* BEGIN Text excerpt *

New executive-pay disclosure rules, triggered nationally in response to shareholder outrage over big CEO payouts and unclear disclosure, are shedding fresh light on the components of executive compensation, but also are making it more difficult to show just how much pay is rising.
Whats clear, however, is that executives at Inland Northwest publicly traded companies are continuing to cash in on the improving fortunes of the businesses they lead, the Journal of Business annual analysis of executive pay shows.
New proxy disclosure rules approved by the U.S. Securities and Exchange Commission last year require companies to divulge more information about the compensation packages provided to their top executives. Among those new disclosures is the annual cost companies incur when granting stock options and restricted shares, as well as more information about gains on executives retirement plans. Theres also more information on perquisites and on what an executive would receive in parting gifts if he or she were to leave a company.
Because of the big changes in disclosure, however, the total compensation an executive received in 2006, the fiscal year covered by the annual proxies filed this spring, cant be compared easily with that of the previous year. An exception to that is an executives combined salary and bonus, which many consider to be the base pay for an executive. For the 85 executives included in the Journals analysis this year, which included 18 publicly traded companies, combined salary and bonus rose about 12 percent on average in 2006, compared with the previous fiscal year.
A similar study done by Mercer Human Resources Consulting for the Wall Street Journal found that the salaries and bonuses of CEOs of some 350 U.S. corporations rose about 7 percent last year, the Wall Street Journal reported.
In the Journal of Business analysis, executives of Inland Northwest companies received total direct compensation of about $821,000 a year on average. Total direct pay includes salary, bonuses and other annual cash incentive pay, the annual cost of long-term incentives such as stock options and restricted share grants, other long-term pay, pension-plan changes, and perquisites.

* END Text excerpt *
* BEGIN Recorded data *

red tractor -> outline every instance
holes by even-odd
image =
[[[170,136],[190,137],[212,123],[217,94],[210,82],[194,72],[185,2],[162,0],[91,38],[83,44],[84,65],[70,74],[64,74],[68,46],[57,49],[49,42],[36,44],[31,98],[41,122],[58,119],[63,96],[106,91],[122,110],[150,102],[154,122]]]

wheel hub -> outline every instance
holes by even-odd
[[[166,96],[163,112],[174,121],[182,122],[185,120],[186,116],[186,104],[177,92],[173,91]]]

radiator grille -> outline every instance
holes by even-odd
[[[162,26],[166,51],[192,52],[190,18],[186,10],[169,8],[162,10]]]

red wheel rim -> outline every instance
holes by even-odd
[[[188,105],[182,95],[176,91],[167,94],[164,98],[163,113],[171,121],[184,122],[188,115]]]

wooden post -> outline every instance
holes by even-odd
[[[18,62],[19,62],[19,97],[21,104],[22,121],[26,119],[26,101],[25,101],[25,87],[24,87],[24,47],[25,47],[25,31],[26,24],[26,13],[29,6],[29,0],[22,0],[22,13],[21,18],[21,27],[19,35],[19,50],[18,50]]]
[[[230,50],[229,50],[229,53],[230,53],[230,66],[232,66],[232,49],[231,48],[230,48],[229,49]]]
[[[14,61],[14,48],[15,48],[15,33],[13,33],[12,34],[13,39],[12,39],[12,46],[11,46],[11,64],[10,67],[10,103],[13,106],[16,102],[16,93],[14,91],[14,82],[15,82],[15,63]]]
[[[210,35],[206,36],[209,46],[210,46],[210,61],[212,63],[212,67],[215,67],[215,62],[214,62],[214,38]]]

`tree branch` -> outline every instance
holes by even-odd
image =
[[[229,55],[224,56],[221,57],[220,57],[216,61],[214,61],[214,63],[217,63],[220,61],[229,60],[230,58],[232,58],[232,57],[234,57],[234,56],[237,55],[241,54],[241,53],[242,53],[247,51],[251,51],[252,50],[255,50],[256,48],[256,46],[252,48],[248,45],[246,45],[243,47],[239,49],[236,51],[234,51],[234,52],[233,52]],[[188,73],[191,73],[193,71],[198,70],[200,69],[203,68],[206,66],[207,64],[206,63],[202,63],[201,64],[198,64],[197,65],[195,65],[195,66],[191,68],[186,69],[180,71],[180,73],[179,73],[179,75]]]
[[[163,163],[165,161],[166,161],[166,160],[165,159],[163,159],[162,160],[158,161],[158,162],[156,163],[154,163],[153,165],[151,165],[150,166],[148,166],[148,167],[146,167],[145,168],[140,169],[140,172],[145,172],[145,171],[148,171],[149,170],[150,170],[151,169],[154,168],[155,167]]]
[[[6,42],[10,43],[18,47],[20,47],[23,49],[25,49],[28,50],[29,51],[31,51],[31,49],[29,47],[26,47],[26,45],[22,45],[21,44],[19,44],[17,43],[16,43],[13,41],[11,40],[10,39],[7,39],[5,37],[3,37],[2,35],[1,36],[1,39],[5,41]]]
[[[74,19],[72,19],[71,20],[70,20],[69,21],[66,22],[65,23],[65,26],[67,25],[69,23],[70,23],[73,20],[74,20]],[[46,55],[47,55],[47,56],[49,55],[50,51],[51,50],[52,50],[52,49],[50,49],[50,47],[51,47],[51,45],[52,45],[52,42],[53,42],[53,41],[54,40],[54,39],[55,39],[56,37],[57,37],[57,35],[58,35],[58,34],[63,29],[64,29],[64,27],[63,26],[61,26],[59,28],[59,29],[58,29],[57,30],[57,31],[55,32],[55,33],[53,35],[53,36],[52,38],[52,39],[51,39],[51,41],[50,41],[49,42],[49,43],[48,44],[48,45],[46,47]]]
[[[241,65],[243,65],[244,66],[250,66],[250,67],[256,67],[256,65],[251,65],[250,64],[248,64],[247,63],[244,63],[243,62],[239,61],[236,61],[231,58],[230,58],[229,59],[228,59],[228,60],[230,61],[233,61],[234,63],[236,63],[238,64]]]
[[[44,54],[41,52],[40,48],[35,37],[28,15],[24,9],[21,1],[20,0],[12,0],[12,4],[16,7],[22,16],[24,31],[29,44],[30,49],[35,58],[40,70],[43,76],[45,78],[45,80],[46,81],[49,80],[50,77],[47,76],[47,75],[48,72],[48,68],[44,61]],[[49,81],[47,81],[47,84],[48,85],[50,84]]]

* END Recorded data *

Request A =
From the executive pay article, set down the passage that begins at the words "New proxy disclosure" and stops after "leave a company.".
Request B =
Give a two-sentence summary of the executive pay article.
Request C =
In the executive pay article, what was the average total direct compensation for executives of Inland Northwest companies?

Task solution A =
New proxy disclosure rules approved by the U.S. Securities and Exchange Commission last year require companies to divulge more information about the compensation packages provided to their top executives. Among those new disclosures is the annual cost companies incur when granting stock options and restricted shares, as well as more information about gains on executives retirement plans. Theres also more information on perquisites and on what an executive would receive in parting gifts if he or she were to leave a company.

Task solution B =
New SEC disclosure rules now require companies to reveal more about executive pay, including the cost of stock options and restricted shares, retirement plan gains, perks, and severance. This makes total pay hard to compare with the prior year, but salary plus bonus for 85 executives at 18 Inland Northwest public companies rose about 12 percent on average in 2006.

Task solution C =
About $821,000 a year.